WHAT TO DO →
Scan the entries below for the word "clicks" and copy every line where it turns up.

RECORDS TO USE →
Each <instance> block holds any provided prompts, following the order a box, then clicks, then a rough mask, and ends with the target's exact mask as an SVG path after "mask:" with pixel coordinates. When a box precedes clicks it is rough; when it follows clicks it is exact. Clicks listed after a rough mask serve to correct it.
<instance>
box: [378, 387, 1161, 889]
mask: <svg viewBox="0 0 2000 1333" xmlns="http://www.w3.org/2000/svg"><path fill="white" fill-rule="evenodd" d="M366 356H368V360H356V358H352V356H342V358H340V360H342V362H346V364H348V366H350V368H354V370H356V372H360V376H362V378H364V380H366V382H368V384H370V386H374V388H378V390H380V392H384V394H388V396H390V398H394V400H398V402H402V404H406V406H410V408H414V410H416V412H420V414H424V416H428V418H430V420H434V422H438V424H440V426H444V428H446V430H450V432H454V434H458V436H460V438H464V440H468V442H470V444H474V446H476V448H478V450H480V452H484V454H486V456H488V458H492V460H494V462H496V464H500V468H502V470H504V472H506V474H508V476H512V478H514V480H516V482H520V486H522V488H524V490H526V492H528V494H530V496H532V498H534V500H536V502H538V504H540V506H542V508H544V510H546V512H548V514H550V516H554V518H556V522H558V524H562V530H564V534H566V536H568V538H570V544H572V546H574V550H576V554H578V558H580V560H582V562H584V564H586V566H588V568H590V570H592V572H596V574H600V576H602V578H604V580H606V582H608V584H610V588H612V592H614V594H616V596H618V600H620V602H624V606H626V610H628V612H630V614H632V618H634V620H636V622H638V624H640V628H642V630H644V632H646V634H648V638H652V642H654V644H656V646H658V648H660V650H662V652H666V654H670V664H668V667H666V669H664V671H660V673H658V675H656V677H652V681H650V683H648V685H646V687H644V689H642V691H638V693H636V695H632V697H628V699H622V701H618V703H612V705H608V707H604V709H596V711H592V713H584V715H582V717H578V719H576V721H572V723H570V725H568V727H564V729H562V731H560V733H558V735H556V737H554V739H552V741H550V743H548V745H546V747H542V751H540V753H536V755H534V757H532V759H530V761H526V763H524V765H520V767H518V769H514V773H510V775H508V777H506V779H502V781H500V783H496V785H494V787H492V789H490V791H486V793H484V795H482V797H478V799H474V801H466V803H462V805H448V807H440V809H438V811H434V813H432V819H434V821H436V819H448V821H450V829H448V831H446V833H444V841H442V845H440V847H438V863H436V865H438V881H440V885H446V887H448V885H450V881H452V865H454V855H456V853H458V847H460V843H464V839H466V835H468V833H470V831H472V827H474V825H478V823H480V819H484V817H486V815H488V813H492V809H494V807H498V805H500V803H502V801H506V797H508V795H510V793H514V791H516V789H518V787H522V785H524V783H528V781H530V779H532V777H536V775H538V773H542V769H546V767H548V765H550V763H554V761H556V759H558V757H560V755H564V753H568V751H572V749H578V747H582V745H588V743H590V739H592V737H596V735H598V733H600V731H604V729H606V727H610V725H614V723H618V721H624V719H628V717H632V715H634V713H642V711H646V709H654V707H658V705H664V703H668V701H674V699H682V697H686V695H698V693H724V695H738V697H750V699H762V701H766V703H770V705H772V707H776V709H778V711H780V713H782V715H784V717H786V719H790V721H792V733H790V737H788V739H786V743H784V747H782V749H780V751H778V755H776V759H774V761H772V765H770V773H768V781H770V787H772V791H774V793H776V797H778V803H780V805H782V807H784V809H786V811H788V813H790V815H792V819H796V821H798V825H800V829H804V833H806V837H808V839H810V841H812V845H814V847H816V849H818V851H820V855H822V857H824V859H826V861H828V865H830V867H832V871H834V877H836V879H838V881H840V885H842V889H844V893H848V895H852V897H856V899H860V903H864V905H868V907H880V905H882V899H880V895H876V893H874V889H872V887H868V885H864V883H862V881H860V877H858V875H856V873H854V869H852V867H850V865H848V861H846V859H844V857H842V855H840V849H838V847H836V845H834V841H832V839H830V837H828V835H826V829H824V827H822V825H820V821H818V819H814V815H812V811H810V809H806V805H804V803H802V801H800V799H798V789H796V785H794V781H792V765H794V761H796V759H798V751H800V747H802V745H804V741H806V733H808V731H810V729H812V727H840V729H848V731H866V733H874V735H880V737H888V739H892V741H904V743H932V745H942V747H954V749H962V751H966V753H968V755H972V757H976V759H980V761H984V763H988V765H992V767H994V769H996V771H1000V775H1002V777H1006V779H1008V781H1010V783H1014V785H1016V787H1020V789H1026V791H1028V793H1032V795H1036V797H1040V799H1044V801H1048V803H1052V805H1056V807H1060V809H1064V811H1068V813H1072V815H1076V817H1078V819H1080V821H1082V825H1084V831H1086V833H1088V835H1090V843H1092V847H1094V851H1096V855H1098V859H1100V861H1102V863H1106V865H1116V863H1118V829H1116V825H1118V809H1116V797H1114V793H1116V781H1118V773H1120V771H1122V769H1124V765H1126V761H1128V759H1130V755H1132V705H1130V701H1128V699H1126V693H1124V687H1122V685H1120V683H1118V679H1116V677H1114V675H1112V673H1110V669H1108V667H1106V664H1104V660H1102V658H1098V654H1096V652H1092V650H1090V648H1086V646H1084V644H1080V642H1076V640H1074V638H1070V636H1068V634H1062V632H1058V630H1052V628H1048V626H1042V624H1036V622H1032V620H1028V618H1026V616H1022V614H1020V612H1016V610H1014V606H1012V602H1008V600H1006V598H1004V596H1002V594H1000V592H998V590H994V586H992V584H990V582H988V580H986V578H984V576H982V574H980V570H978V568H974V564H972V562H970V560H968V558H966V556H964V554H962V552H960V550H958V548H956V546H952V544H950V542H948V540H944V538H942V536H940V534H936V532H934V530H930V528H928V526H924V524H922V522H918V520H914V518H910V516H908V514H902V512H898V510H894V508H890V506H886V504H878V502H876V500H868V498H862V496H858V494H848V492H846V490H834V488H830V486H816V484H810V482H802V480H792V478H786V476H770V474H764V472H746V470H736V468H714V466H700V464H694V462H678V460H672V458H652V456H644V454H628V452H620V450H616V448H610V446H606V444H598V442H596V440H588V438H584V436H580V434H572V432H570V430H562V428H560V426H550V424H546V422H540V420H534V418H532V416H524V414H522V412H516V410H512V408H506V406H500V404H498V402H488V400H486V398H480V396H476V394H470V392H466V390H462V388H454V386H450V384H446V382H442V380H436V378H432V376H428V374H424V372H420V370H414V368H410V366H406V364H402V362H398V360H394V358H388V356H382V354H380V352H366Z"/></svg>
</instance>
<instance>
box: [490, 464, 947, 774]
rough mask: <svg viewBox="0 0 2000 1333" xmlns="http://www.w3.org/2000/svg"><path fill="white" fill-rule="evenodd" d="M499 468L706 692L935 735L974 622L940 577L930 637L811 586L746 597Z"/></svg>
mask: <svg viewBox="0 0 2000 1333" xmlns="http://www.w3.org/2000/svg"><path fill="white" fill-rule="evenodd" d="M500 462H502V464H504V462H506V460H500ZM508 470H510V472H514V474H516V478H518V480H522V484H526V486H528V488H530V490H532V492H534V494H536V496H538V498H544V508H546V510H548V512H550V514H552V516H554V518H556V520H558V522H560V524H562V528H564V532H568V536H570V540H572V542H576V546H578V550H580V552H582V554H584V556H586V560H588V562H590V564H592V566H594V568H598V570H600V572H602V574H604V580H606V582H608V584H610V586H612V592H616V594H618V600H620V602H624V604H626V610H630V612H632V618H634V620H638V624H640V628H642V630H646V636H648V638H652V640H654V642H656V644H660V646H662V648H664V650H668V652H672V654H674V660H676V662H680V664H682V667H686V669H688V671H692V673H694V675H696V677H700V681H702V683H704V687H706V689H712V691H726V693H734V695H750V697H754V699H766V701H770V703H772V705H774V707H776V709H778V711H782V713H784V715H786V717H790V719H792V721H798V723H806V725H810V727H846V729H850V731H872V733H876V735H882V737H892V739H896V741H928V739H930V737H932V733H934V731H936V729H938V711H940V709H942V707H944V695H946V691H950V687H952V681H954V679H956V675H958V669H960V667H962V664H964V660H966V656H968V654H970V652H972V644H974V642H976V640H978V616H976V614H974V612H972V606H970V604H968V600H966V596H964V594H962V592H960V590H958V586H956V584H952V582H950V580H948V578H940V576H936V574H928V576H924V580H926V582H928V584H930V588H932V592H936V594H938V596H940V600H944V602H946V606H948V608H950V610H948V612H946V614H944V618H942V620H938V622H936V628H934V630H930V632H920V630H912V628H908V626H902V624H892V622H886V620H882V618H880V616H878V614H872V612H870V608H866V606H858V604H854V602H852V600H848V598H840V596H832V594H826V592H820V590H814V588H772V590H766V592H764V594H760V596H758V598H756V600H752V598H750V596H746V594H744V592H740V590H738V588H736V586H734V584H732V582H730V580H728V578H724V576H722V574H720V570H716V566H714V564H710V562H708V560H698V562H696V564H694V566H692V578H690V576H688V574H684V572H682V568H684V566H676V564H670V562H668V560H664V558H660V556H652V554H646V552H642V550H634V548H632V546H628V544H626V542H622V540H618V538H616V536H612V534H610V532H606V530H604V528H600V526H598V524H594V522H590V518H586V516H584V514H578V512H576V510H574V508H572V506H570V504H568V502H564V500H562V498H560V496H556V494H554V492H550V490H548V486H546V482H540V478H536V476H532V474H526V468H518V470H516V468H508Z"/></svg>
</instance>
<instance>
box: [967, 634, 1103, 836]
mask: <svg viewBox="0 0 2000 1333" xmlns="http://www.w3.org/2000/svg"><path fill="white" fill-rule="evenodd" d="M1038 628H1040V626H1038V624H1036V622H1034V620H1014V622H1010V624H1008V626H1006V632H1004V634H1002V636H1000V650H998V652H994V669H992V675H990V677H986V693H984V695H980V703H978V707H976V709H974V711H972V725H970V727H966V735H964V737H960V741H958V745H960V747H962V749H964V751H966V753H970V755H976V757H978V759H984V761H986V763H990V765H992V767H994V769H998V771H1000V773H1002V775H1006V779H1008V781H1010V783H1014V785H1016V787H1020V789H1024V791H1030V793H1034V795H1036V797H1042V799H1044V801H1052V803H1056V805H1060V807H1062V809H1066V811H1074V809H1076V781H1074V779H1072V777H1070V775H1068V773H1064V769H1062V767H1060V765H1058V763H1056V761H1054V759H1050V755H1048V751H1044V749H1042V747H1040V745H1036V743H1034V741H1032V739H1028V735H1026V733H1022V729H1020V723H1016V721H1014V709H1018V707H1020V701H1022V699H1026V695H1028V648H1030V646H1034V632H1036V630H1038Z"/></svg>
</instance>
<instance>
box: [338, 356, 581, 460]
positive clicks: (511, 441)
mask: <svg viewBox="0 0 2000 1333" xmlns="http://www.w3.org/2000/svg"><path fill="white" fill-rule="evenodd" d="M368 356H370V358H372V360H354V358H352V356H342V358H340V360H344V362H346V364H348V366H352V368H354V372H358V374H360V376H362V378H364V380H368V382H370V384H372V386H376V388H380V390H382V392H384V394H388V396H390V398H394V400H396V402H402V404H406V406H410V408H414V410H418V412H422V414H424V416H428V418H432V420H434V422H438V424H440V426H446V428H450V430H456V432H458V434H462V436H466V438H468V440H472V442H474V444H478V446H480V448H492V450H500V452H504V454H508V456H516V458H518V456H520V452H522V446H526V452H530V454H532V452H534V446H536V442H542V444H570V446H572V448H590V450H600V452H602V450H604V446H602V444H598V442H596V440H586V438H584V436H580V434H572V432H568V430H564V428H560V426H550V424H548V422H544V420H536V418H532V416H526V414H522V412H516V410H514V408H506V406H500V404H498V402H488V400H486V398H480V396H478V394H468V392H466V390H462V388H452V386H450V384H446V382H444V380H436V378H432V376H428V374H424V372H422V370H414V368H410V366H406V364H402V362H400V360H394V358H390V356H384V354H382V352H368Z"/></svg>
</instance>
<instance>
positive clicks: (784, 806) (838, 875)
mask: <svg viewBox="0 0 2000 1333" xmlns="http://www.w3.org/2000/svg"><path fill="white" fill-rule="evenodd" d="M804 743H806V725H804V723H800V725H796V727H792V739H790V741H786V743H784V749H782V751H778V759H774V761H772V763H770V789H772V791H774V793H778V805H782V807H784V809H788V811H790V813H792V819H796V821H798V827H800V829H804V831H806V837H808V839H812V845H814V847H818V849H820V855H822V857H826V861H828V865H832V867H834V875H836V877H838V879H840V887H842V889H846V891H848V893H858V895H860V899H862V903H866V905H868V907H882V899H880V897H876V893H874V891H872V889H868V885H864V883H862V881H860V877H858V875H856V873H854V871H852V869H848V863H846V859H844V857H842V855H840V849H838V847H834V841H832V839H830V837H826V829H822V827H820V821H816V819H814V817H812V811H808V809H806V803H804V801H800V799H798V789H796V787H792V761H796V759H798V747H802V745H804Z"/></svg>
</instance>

RESPONSE TO THIS TASK →
Each <instance> block holds any provided prompts, following the order a box, then clicks, then a rough mask, and ends with the target's exact mask as an SVG path after "mask:" with pixel coordinates. When a box precedes clicks it is rough; when it follows clicks it is exact. Clicks listed after a rough mask serve to correct it.
positive clicks: (511, 441)
positive clicks: (784, 806) (838, 875)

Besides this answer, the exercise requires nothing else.